* _Data under study_
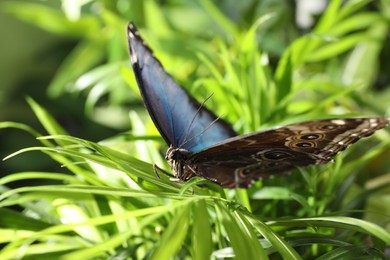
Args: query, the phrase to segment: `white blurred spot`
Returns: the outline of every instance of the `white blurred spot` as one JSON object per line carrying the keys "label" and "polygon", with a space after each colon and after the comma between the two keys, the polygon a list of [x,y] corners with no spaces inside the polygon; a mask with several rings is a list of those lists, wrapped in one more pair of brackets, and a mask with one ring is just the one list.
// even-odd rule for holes
{"label": "white blurred spot", "polygon": [[296,0],[296,23],[300,28],[306,29],[313,25],[313,14],[325,10],[328,0]]}
{"label": "white blurred spot", "polygon": [[342,119],[335,119],[335,120],[332,120],[331,122],[333,124],[336,124],[336,125],[345,125],[345,121]]}

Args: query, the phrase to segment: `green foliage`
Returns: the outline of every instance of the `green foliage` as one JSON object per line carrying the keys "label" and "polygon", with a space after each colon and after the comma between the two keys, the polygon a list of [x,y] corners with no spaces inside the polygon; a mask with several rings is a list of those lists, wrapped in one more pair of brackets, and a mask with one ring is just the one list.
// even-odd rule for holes
{"label": "green foliage", "polygon": [[[19,172],[0,179],[0,259],[387,257],[388,132],[354,145],[334,164],[259,181],[247,190],[157,175],[153,163],[167,169],[160,152],[165,146],[137,106],[124,30],[125,17],[135,20],[174,78],[198,100],[213,93],[207,106],[248,133],[329,115],[388,111],[390,91],[375,90],[388,14],[369,11],[372,1],[330,1],[311,33],[279,42],[275,46],[287,47],[278,51],[259,48],[267,46],[265,36],[275,40],[269,28],[283,20],[279,9],[253,11],[269,1],[249,1],[250,8],[237,11],[236,22],[221,11],[223,3],[210,0],[161,6],[152,0],[85,1],[76,9],[66,2],[62,11],[13,1],[2,7],[80,40],[49,85],[50,96],[86,93],[91,117],[98,108],[130,102],[132,129],[99,143],[76,138],[31,98],[44,133],[1,122],[0,128],[25,131],[40,142],[7,160],[40,151],[67,172]],[[387,0],[381,5],[390,8]],[[8,188],[26,179],[51,183]]]}

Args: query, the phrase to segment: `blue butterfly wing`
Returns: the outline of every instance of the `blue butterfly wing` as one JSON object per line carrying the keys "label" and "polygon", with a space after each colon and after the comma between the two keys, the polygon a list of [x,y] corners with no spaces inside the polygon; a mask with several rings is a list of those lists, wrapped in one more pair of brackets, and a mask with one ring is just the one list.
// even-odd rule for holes
{"label": "blue butterfly wing", "polygon": [[132,23],[128,25],[128,42],[145,106],[168,145],[198,152],[237,135],[228,123],[217,118],[175,82]]}

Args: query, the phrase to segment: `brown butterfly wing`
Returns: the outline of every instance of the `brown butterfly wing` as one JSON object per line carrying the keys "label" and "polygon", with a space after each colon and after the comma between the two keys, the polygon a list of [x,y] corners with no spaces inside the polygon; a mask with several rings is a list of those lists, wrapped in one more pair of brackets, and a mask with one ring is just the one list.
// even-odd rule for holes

* _Exercise instructions_
Go through the entries above and copy each line holding the string "segment".

* _Task output_
Args: query, the phrase to segment: `white blurred spot`
Args: query, the phrase to segment: `green foliage`
Args: query, the phrase to segment: `blue butterfly wing`
Args: query, the phrase to segment: `brown butterfly wing`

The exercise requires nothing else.